__Task requirements__
Reproduce exactly the line in which "Would you be able to indicate the pasture" occurs and all the lines after it, ending with the last line.

^^^^

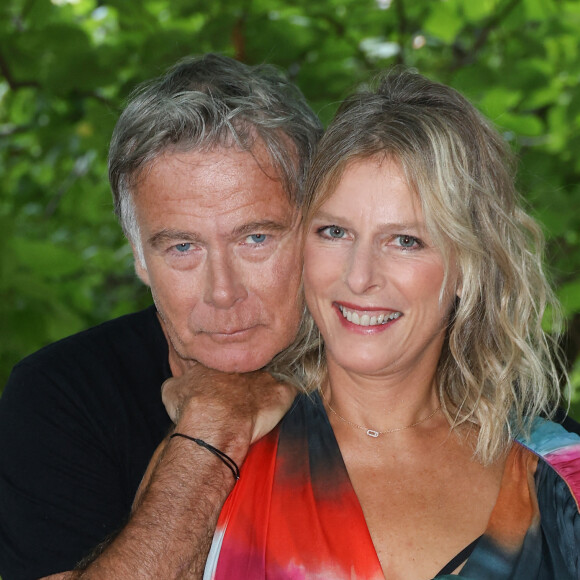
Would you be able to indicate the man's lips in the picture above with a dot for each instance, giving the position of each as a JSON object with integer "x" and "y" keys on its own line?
{"x": 228, "y": 335}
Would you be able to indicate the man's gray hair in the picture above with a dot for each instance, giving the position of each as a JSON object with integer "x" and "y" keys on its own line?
{"x": 206, "y": 102}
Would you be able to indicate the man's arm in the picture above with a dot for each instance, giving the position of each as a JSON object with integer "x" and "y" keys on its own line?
{"x": 176, "y": 510}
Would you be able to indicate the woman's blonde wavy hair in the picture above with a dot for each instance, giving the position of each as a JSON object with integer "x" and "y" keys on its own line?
{"x": 498, "y": 368}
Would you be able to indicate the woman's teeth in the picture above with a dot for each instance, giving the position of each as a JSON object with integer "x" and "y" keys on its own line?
{"x": 366, "y": 319}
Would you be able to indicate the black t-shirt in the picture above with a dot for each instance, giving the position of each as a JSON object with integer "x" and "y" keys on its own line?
{"x": 79, "y": 422}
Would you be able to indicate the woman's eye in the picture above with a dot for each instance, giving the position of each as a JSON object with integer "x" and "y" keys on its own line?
{"x": 184, "y": 247}
{"x": 256, "y": 239}
{"x": 406, "y": 241}
{"x": 335, "y": 232}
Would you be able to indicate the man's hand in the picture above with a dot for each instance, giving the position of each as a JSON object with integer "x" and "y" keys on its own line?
{"x": 248, "y": 404}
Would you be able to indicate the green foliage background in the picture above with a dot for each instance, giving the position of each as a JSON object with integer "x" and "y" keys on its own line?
{"x": 67, "y": 66}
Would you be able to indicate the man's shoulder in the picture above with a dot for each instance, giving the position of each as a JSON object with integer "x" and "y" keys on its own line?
{"x": 128, "y": 352}
{"x": 138, "y": 333}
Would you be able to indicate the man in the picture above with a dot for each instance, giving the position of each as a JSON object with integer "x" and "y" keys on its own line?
{"x": 206, "y": 167}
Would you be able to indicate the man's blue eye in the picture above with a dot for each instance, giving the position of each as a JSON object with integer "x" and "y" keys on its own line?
{"x": 257, "y": 238}
{"x": 335, "y": 231}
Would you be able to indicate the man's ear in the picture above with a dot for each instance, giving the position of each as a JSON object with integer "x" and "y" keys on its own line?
{"x": 140, "y": 267}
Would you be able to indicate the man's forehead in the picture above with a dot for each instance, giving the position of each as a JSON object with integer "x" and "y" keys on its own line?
{"x": 226, "y": 187}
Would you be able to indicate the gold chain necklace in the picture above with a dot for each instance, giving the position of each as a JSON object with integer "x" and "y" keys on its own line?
{"x": 372, "y": 432}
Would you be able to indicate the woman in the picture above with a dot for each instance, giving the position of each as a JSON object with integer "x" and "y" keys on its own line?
{"x": 419, "y": 453}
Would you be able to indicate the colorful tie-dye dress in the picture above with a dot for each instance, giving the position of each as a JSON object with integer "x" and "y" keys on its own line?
{"x": 294, "y": 515}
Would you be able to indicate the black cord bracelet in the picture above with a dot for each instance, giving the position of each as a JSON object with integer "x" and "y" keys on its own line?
{"x": 232, "y": 465}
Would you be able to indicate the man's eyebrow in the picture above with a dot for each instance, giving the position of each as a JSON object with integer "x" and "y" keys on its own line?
{"x": 260, "y": 226}
{"x": 168, "y": 235}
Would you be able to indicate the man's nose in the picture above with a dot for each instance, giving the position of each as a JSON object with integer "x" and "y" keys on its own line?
{"x": 224, "y": 281}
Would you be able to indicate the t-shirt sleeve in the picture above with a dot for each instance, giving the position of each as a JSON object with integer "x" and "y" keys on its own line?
{"x": 60, "y": 493}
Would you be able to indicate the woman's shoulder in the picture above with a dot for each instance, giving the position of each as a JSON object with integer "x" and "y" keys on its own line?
{"x": 559, "y": 448}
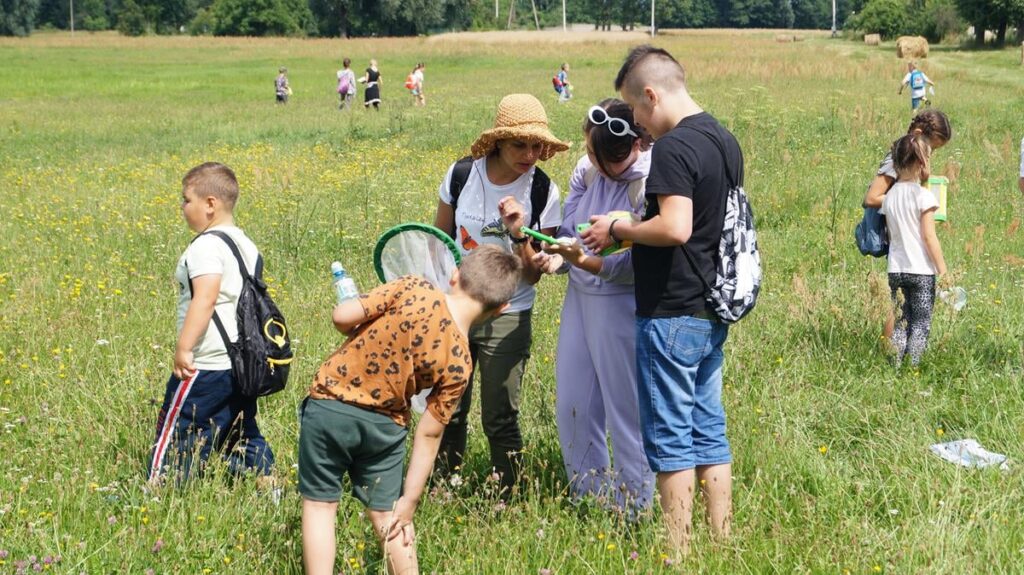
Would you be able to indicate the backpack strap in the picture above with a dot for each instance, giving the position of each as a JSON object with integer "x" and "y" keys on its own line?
{"x": 246, "y": 276}
{"x": 539, "y": 193}
{"x": 460, "y": 175}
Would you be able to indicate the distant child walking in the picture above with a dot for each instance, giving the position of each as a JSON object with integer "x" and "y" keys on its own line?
{"x": 202, "y": 410}
{"x": 346, "y": 85}
{"x": 919, "y": 83}
{"x": 414, "y": 83}
{"x": 914, "y": 253}
{"x": 373, "y": 80}
{"x": 562, "y": 84}
{"x": 403, "y": 337}
{"x": 281, "y": 87}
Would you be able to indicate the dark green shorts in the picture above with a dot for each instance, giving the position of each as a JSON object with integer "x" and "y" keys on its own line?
{"x": 338, "y": 438}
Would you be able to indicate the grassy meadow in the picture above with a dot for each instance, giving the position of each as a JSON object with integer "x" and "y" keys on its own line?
{"x": 833, "y": 472}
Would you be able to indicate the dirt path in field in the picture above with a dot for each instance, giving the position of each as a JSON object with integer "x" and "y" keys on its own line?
{"x": 577, "y": 33}
{"x": 586, "y": 33}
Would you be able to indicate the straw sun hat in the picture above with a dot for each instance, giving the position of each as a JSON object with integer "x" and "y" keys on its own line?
{"x": 519, "y": 117}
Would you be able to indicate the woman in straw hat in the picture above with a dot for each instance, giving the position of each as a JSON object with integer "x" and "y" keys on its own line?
{"x": 486, "y": 198}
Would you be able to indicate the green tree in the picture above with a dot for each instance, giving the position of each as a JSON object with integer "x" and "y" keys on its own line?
{"x": 94, "y": 15}
{"x": 936, "y": 19}
{"x": 686, "y": 13}
{"x": 17, "y": 17}
{"x": 262, "y": 17}
{"x": 887, "y": 17}
{"x": 131, "y": 18}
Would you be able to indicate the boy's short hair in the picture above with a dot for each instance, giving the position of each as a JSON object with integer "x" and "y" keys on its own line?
{"x": 214, "y": 179}
{"x": 489, "y": 275}
{"x": 647, "y": 65}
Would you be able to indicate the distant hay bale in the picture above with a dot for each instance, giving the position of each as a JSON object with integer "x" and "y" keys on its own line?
{"x": 911, "y": 47}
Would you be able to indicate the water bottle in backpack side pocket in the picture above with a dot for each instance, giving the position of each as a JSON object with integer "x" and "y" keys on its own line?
{"x": 344, "y": 285}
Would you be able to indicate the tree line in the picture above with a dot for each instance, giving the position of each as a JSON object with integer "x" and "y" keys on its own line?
{"x": 933, "y": 18}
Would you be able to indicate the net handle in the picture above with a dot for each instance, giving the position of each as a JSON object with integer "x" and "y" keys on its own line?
{"x": 412, "y": 226}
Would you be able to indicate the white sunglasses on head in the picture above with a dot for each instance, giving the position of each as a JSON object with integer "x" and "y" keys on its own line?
{"x": 616, "y": 126}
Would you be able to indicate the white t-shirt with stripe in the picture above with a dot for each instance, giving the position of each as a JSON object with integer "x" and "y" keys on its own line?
{"x": 210, "y": 255}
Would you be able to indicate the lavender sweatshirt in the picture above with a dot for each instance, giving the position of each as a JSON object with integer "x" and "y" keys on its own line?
{"x": 603, "y": 195}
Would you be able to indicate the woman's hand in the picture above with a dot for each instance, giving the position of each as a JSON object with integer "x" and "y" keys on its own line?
{"x": 513, "y": 215}
{"x": 568, "y": 249}
{"x": 548, "y": 263}
{"x": 597, "y": 236}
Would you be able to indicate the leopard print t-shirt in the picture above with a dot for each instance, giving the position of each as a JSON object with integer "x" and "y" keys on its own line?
{"x": 408, "y": 343}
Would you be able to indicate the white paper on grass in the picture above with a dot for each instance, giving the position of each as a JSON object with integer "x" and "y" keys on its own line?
{"x": 970, "y": 453}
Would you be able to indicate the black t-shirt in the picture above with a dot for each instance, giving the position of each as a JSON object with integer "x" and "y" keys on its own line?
{"x": 686, "y": 162}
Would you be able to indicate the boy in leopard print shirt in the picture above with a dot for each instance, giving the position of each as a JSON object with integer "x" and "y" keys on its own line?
{"x": 403, "y": 337}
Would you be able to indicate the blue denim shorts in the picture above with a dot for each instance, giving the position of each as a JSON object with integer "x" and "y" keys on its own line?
{"x": 679, "y": 384}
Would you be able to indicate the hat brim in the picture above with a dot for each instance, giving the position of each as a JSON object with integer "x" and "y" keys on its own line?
{"x": 485, "y": 143}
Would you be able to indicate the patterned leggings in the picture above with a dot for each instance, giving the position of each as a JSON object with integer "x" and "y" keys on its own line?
{"x": 914, "y": 318}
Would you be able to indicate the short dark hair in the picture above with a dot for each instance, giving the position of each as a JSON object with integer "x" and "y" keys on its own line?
{"x": 214, "y": 179}
{"x": 933, "y": 124}
{"x": 645, "y": 65}
{"x": 607, "y": 147}
{"x": 908, "y": 151}
{"x": 489, "y": 275}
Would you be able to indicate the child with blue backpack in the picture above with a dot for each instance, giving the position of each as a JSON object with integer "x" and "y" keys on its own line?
{"x": 914, "y": 254}
{"x": 872, "y": 238}
{"x": 919, "y": 83}
{"x": 561, "y": 83}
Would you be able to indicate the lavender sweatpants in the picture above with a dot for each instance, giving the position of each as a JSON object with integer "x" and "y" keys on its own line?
{"x": 597, "y": 396}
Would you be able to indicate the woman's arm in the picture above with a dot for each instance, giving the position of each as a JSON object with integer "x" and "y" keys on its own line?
{"x": 514, "y": 217}
{"x": 877, "y": 191}
{"x": 932, "y": 240}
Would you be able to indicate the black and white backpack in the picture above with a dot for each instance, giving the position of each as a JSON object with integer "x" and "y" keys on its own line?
{"x": 737, "y": 270}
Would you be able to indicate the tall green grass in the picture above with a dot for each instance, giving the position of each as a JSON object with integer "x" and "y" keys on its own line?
{"x": 833, "y": 473}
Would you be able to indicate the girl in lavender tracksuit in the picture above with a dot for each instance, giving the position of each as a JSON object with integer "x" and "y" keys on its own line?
{"x": 596, "y": 367}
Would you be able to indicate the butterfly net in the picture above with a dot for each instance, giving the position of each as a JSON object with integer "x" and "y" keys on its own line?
{"x": 417, "y": 251}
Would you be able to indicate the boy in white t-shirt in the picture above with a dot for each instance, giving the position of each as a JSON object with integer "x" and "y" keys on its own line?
{"x": 202, "y": 410}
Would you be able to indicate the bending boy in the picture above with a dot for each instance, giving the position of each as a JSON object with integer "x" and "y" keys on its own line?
{"x": 403, "y": 337}
{"x": 679, "y": 338}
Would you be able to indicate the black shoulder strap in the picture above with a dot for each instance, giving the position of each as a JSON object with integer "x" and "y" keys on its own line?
{"x": 539, "y": 193}
{"x": 460, "y": 175}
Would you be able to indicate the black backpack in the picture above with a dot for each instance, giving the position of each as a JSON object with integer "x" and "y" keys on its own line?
{"x": 538, "y": 192}
{"x": 262, "y": 355}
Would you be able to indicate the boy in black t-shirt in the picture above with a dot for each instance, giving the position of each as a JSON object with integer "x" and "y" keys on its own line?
{"x": 679, "y": 338}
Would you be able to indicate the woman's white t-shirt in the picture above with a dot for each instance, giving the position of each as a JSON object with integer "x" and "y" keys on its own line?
{"x": 210, "y": 255}
{"x": 477, "y": 220}
{"x": 902, "y": 207}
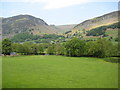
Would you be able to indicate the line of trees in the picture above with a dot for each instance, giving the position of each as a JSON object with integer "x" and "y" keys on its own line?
{"x": 74, "y": 47}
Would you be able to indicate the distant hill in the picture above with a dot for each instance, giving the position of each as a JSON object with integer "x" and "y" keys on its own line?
{"x": 65, "y": 28}
{"x": 25, "y": 23}
{"x": 82, "y": 28}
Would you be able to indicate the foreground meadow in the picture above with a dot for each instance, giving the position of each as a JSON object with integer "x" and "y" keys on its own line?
{"x": 58, "y": 72}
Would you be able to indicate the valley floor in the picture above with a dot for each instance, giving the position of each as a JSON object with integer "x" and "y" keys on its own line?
{"x": 58, "y": 72}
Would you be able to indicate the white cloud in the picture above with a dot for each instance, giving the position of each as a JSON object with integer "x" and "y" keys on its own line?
{"x": 54, "y": 4}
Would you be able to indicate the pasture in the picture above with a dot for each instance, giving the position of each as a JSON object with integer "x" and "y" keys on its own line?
{"x": 58, "y": 72}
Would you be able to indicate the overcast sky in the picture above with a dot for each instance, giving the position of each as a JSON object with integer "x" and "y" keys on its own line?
{"x": 58, "y": 12}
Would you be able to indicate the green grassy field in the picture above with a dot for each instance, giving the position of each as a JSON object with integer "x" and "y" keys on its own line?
{"x": 58, "y": 72}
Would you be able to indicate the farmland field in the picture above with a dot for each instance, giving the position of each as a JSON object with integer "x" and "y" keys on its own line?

^^^^

__Output for this task__
Would you be able to indicate the pasture in the picture above with a dot for each instance, giving the position of each as a JSON object with integer "x" and "y" keys on its own line?
{"x": 58, "y": 72}
Would you be able to indicate the overcast sky in the picture above with a dot for each instance, giving the position of each as a JSON object with integer "x" and "y" keys on its own line?
{"x": 58, "y": 12}
Would you be able to indicate the green grassy field in the picture above with a dot for each instance, giving the position of each as a JSON object with integer "x" and "y" keys on its own line?
{"x": 58, "y": 72}
Would you be able to indicate the farmland field in the picture above with a dot for each instance, giving the position of each as a JSON object with integer "x" and "y" keys on its own line?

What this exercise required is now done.